**Problem details:**
Show the lines below where "blade" occurs.

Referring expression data
==============================

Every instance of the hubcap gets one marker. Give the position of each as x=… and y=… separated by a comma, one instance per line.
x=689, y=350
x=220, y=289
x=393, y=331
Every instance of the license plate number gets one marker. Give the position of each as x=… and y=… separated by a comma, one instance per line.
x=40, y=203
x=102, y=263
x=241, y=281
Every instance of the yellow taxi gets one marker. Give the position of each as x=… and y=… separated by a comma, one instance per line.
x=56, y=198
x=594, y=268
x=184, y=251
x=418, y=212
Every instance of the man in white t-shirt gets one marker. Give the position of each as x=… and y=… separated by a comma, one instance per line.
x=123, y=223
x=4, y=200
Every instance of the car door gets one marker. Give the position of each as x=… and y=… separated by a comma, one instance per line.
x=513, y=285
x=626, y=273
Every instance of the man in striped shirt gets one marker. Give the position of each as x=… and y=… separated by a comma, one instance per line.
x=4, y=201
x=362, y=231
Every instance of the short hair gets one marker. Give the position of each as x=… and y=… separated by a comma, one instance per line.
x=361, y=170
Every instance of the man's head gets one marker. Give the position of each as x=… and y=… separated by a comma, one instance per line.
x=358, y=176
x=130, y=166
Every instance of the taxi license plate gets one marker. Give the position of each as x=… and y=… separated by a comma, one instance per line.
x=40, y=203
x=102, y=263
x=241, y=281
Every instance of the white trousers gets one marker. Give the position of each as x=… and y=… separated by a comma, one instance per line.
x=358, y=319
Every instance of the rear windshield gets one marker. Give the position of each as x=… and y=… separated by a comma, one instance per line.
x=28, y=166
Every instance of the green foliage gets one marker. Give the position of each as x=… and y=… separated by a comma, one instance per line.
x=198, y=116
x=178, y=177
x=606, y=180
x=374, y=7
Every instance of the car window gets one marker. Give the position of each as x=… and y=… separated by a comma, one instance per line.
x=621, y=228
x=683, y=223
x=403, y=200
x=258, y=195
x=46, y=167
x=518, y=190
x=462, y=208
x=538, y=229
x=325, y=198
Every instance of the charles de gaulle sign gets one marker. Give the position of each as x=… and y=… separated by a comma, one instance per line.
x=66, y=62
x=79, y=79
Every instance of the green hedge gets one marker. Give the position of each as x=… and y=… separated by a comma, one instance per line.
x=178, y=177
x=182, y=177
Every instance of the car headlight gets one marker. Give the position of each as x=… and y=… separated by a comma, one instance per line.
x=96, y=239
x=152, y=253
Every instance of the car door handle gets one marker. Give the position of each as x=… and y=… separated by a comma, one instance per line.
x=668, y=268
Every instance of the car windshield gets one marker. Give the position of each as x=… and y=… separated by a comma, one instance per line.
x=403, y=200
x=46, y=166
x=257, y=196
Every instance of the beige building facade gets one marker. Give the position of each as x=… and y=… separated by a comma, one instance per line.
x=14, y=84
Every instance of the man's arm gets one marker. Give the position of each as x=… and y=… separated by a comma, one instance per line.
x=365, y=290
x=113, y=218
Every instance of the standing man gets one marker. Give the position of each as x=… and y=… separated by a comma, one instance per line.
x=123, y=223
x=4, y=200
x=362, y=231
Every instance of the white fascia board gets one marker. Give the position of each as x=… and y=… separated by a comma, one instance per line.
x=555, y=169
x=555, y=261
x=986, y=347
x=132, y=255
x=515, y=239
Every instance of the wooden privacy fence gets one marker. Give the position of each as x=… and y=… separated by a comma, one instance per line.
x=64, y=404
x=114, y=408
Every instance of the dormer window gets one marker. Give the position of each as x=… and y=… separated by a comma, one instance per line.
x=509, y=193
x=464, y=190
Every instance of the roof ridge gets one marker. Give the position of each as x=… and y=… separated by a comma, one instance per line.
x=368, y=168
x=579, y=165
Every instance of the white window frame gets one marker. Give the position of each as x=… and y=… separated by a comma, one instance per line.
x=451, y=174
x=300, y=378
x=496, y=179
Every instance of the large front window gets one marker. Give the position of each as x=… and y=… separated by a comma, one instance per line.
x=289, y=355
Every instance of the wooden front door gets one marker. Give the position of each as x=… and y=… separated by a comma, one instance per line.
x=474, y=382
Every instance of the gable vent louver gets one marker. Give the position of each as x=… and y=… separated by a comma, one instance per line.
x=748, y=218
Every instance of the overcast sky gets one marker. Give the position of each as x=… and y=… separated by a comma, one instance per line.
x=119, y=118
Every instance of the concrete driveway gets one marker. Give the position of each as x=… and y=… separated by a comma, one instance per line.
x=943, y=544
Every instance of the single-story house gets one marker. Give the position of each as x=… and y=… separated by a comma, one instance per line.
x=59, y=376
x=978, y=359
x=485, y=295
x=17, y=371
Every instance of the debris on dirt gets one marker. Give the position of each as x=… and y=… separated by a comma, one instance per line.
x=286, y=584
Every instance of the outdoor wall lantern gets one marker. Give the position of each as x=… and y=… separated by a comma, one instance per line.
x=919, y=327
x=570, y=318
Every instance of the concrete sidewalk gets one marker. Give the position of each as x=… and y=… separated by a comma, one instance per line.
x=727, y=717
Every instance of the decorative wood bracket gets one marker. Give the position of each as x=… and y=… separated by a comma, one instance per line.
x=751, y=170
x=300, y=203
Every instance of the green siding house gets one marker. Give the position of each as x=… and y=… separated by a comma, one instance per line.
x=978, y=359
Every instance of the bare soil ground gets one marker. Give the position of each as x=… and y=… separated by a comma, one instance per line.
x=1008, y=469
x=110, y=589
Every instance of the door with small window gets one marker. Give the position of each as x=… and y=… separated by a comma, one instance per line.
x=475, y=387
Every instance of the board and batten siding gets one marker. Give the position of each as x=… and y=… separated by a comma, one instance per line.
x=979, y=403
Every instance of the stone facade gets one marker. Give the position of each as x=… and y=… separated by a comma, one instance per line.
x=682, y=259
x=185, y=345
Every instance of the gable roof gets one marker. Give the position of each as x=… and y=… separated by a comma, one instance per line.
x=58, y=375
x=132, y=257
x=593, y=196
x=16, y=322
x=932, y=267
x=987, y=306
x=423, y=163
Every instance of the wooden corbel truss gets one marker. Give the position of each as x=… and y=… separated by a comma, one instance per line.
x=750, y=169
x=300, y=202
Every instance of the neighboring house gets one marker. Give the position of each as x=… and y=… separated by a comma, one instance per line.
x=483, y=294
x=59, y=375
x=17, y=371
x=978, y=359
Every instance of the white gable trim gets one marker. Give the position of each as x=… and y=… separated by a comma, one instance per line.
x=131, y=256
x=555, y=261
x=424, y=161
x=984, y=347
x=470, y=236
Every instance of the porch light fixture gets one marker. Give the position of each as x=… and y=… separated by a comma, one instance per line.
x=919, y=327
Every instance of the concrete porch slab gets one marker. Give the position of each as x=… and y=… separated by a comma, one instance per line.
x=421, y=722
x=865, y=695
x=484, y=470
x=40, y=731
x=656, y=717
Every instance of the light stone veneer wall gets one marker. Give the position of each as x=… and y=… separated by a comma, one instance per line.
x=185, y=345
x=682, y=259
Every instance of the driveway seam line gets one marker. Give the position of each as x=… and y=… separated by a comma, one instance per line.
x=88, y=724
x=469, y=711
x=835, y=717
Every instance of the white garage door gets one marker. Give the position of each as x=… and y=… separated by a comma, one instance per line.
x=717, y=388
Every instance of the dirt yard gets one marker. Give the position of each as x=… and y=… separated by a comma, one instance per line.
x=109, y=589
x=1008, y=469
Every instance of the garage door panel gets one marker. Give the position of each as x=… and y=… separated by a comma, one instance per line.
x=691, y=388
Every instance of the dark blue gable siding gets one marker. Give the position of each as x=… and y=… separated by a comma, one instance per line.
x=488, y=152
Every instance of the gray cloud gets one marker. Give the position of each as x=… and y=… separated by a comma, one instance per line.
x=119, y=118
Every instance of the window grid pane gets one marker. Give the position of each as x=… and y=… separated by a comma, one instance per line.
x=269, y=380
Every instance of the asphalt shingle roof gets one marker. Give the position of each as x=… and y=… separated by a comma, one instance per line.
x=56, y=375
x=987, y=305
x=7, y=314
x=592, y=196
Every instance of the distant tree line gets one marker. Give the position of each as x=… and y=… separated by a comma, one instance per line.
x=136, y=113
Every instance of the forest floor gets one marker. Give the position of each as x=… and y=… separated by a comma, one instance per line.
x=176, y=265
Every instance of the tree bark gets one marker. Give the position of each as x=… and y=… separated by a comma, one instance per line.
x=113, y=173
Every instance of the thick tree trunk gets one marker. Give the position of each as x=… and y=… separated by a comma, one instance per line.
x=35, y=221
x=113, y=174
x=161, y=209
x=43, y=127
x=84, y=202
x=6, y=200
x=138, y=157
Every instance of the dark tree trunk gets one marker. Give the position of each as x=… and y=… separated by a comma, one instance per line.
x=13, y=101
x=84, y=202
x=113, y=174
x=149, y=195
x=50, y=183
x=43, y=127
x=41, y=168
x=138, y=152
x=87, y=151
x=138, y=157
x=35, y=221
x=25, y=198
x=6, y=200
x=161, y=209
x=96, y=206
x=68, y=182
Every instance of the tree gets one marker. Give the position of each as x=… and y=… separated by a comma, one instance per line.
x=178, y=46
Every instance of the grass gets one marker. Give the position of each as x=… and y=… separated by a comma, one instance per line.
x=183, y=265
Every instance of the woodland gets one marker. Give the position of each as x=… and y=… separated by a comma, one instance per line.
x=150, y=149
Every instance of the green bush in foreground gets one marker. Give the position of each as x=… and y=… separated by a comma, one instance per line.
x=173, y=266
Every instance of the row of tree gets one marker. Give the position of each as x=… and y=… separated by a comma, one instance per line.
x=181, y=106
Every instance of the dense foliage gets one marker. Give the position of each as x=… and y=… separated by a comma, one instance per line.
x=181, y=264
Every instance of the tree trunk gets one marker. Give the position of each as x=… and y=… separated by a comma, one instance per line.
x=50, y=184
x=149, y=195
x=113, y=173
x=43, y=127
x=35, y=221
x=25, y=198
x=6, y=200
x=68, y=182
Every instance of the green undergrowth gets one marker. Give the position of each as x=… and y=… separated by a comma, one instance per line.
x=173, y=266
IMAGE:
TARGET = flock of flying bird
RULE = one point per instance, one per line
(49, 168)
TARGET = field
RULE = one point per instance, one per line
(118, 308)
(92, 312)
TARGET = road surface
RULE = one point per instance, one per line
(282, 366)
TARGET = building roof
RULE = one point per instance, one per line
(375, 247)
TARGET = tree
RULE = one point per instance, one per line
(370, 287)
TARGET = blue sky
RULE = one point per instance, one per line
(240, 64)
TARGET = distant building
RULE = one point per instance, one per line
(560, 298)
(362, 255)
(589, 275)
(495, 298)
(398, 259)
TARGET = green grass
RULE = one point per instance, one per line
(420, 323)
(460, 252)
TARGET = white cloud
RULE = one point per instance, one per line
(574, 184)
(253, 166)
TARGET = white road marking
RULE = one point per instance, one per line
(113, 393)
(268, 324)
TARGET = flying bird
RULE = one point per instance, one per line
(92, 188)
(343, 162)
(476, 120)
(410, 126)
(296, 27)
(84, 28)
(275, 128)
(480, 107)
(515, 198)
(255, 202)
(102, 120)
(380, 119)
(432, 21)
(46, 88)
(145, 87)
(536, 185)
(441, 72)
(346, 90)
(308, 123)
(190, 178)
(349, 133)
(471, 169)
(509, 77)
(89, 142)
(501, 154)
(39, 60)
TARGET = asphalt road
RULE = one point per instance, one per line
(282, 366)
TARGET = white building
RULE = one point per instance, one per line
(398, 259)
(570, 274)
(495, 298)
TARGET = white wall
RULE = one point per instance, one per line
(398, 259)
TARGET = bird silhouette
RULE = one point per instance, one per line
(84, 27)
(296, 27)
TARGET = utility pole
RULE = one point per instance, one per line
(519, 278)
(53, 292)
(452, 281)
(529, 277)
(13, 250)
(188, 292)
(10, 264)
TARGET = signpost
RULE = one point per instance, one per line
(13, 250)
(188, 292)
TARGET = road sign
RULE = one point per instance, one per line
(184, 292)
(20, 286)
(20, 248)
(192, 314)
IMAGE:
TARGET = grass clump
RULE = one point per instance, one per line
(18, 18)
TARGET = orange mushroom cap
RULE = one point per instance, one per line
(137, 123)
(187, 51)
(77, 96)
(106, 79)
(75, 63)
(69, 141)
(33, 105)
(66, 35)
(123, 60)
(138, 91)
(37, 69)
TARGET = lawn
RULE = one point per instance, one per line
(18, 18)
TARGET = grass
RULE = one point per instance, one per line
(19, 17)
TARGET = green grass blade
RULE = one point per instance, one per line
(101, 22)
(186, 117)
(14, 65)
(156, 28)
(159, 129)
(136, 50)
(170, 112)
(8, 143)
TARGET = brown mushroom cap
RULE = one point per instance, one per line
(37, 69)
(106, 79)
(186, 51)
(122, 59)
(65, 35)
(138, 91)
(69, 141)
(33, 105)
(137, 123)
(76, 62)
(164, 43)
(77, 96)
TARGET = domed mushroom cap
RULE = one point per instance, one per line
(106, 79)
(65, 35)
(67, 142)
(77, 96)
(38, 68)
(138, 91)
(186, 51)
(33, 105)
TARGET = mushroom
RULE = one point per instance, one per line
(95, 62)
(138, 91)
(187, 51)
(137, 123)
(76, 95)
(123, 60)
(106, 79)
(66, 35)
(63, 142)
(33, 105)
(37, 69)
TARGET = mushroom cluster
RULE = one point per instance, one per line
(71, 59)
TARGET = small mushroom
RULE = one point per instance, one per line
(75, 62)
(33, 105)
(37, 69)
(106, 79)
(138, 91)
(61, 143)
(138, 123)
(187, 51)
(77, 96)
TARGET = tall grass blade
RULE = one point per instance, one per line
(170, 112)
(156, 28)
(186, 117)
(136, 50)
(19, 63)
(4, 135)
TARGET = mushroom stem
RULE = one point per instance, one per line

==============================

**Final answer:**
TARGET = green grass blade
TARGET = tall grass blade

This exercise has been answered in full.